Records supplied >>
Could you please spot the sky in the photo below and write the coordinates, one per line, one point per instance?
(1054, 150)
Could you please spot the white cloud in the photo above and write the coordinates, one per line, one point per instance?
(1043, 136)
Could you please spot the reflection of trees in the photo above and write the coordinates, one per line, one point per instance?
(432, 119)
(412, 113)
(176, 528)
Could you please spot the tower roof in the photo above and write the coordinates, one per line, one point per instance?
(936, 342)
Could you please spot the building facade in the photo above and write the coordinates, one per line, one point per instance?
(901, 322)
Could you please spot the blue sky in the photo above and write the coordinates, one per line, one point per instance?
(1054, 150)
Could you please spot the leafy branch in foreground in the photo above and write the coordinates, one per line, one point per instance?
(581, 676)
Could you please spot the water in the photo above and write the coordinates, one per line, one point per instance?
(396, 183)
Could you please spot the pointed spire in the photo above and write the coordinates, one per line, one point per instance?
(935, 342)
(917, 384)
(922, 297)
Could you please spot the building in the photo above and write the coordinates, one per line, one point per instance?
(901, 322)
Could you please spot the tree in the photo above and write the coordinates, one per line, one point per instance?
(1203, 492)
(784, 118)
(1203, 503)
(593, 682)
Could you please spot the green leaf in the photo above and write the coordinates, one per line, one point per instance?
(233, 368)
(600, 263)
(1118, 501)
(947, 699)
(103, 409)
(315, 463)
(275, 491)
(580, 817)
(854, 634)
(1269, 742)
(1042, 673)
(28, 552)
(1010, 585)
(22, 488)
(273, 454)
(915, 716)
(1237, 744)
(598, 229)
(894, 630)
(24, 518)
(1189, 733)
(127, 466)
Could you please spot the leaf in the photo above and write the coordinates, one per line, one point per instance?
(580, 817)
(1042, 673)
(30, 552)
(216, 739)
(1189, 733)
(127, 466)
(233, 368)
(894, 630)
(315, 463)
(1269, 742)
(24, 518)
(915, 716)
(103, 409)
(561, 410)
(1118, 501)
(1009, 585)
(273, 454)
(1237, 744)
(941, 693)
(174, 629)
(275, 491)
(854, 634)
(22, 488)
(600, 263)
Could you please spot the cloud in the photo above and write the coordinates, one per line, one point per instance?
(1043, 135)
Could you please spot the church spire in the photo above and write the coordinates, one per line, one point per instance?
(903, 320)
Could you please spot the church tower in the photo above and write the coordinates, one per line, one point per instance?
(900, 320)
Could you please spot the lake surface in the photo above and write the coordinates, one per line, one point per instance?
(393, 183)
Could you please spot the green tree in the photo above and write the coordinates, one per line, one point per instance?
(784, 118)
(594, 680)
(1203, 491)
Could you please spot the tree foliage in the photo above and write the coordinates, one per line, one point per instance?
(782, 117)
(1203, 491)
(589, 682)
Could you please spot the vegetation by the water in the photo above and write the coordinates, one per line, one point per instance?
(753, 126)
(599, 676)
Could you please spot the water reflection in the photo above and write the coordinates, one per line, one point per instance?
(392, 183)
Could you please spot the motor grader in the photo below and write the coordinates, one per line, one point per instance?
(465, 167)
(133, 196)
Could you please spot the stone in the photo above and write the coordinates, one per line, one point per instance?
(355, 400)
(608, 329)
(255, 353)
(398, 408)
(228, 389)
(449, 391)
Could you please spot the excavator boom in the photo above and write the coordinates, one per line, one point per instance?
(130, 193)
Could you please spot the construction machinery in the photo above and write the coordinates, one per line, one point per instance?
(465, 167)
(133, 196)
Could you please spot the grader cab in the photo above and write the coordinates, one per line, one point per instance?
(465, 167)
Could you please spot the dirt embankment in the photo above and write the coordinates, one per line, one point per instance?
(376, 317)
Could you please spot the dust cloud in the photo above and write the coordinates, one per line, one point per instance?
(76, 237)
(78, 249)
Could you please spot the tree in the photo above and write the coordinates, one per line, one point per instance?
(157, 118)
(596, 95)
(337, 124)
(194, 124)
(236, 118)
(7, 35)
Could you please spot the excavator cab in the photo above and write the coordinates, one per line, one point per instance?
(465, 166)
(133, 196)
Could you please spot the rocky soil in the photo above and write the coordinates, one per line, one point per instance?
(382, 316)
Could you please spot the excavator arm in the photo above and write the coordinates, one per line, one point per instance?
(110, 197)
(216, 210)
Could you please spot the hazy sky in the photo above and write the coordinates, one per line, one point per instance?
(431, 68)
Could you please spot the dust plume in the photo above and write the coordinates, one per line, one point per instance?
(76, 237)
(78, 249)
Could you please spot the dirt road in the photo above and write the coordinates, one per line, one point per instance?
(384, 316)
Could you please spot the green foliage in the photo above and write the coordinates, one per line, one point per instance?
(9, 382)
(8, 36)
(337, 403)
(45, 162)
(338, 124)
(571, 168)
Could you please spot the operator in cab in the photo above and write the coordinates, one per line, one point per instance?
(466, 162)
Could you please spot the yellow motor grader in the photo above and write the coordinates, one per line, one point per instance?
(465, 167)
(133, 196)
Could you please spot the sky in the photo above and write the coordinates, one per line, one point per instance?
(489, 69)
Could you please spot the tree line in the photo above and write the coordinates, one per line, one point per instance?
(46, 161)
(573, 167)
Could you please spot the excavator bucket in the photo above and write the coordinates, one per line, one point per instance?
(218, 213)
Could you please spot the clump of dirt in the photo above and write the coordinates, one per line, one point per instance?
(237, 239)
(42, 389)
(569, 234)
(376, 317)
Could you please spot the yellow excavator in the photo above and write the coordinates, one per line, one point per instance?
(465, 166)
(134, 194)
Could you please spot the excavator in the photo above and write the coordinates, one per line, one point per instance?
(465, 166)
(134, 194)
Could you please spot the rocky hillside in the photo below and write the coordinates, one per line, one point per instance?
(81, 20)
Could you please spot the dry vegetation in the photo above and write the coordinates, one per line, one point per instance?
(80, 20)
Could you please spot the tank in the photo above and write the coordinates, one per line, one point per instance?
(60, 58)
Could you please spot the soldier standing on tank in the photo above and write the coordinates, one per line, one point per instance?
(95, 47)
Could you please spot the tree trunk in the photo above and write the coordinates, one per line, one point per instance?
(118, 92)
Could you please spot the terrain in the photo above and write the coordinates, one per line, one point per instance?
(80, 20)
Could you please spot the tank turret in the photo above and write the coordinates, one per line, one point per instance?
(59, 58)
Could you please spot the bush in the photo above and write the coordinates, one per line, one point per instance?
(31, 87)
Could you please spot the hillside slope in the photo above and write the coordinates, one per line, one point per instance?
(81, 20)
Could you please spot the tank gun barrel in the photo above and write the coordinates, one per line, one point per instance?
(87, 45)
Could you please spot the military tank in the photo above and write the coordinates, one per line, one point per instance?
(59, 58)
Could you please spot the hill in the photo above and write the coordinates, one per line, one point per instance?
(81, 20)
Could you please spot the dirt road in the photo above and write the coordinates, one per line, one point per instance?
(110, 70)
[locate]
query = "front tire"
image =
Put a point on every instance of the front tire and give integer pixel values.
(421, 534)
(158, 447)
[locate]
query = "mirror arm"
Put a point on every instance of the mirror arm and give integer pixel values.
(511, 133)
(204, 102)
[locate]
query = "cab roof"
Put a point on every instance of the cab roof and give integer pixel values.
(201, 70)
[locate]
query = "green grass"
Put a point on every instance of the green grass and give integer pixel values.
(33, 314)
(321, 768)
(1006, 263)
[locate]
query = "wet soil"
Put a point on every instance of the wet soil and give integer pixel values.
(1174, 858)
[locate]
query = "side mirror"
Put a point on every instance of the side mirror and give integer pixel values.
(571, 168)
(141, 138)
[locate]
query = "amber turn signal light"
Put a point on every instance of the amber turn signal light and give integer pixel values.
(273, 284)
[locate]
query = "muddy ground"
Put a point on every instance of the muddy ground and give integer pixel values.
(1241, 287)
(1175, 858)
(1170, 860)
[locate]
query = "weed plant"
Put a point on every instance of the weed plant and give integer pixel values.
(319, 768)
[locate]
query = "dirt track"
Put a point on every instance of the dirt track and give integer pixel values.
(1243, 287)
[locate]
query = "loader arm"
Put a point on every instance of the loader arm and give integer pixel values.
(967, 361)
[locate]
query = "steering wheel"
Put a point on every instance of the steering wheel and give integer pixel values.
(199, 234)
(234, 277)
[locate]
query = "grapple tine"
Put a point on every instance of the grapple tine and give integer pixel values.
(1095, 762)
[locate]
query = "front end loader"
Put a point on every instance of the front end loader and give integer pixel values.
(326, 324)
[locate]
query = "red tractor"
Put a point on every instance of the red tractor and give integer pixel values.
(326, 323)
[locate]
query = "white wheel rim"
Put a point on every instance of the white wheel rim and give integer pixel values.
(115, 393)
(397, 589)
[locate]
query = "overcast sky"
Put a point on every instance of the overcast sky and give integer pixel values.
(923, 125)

Directions >> Each line from the one containing "Put a point on every instance of the loader" through the final line of the records must be repeated exactly, with no line added or dropped.

Exercise output >>
Put a point on every instance of the loader arm and give integer pixel values.
(967, 361)
[locate]
query = "steering wheel"
Put a point on every instance of the steering wheel and give integer pixel values.
(199, 234)
(234, 277)
[locate]
query = "grapple tine"
Put a point on every instance of the grapple tine and give integer pixel values.
(1095, 762)
[locate]
query = "front end loader"
Put a point on every instance of the front end loader and give integer pixel values.
(326, 324)
[locate]
query = "red tractor"
Put a point on every instance of the red tractor and give integer pixel values.
(326, 323)
[locate]
query = "white wheel rim"
Put a point on every instance of the white wheel rim and give integer pixel values.
(115, 393)
(397, 589)
[locate]
query = "overcast sky"
Put a point on every instance of the overcast sky and give integer pixel values.
(923, 125)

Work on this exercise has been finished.